— Start Data —

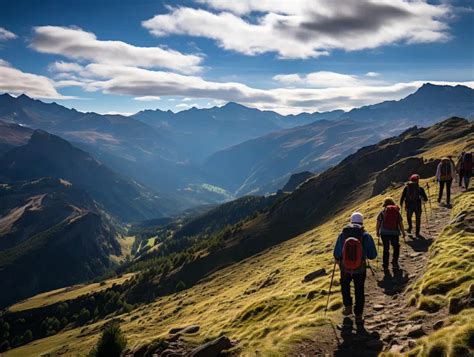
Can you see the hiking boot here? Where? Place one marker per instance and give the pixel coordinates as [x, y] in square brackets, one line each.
[347, 310]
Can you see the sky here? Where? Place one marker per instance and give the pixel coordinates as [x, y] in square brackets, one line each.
[288, 56]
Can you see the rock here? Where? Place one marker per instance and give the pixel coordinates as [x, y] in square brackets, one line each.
[415, 331]
[175, 330]
[374, 344]
[212, 348]
[170, 353]
[190, 329]
[315, 274]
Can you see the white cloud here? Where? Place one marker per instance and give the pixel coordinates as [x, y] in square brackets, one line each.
[138, 82]
[322, 79]
[81, 45]
[148, 98]
[14, 81]
[372, 74]
[306, 28]
[6, 35]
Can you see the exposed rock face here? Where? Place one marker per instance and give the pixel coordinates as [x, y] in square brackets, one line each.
[400, 172]
[53, 235]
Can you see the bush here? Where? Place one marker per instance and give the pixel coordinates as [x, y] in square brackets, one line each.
[111, 343]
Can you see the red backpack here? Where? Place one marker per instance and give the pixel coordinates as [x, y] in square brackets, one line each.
[467, 162]
[391, 217]
[352, 256]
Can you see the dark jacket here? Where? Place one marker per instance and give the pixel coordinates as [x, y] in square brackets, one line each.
[421, 196]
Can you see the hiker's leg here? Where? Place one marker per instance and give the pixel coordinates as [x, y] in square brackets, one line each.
[440, 191]
[418, 220]
[409, 217]
[359, 283]
[448, 191]
[386, 253]
[466, 181]
[346, 289]
[395, 240]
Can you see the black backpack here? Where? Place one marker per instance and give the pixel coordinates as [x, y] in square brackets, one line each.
[413, 193]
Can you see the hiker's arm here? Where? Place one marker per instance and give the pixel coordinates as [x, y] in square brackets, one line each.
[377, 228]
[338, 248]
[402, 199]
[401, 227]
[370, 246]
[423, 194]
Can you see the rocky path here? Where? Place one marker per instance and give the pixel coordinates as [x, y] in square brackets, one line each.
[389, 322]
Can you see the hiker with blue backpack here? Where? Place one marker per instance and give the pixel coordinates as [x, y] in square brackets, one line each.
[353, 247]
[389, 228]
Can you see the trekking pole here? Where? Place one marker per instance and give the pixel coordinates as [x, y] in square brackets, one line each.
[429, 199]
[330, 286]
[372, 270]
[378, 256]
[426, 217]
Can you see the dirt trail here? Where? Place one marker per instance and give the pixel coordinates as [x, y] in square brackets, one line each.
[386, 326]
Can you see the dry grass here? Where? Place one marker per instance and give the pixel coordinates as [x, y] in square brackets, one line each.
[267, 317]
[64, 294]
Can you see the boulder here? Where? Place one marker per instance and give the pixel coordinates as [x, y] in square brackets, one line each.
[212, 348]
[315, 274]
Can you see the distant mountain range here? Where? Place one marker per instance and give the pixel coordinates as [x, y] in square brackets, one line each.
[47, 155]
[207, 156]
[264, 164]
[52, 234]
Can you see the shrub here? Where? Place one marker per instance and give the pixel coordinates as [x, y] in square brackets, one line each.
[111, 343]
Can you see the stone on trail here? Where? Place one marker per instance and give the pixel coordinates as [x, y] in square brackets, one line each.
[212, 348]
[314, 275]
[415, 331]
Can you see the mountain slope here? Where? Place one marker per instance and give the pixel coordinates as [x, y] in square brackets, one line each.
[266, 163]
[48, 155]
[51, 235]
[263, 301]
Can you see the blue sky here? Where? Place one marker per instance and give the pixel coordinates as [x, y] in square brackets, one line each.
[303, 55]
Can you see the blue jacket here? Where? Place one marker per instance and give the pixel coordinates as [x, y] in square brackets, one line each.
[368, 246]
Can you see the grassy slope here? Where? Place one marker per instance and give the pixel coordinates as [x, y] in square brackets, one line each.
[64, 294]
[261, 301]
[449, 283]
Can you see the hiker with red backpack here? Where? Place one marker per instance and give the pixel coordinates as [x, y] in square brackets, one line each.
[389, 227]
[412, 197]
[445, 176]
[353, 247]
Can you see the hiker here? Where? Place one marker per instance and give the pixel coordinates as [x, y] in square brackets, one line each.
[353, 247]
[460, 169]
[412, 195]
[445, 176]
[465, 162]
[389, 227]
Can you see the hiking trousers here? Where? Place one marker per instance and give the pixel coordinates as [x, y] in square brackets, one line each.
[448, 190]
[394, 241]
[359, 283]
[417, 211]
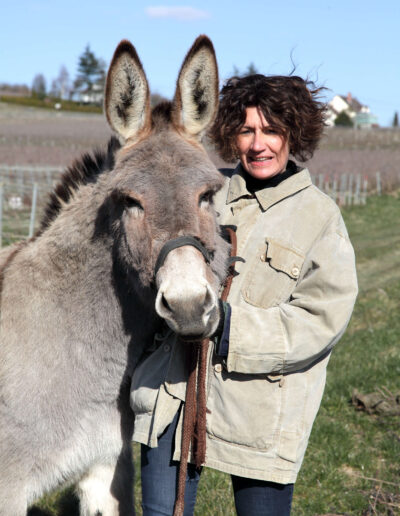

— End Data —

- _Problem_: Find every line in the material above that contains the word "slope" and copy each one. Case counts.

- _Full answer_:
Can you see the mountain slope here? Where? Place one marker per instance and give the pixel coordinates as [x, y] in square brackets, one line each.
Can you see the grassy slope here? Where? Place one marker per instance and give the pixel coordinates as [x, y] in square brackets, one line each.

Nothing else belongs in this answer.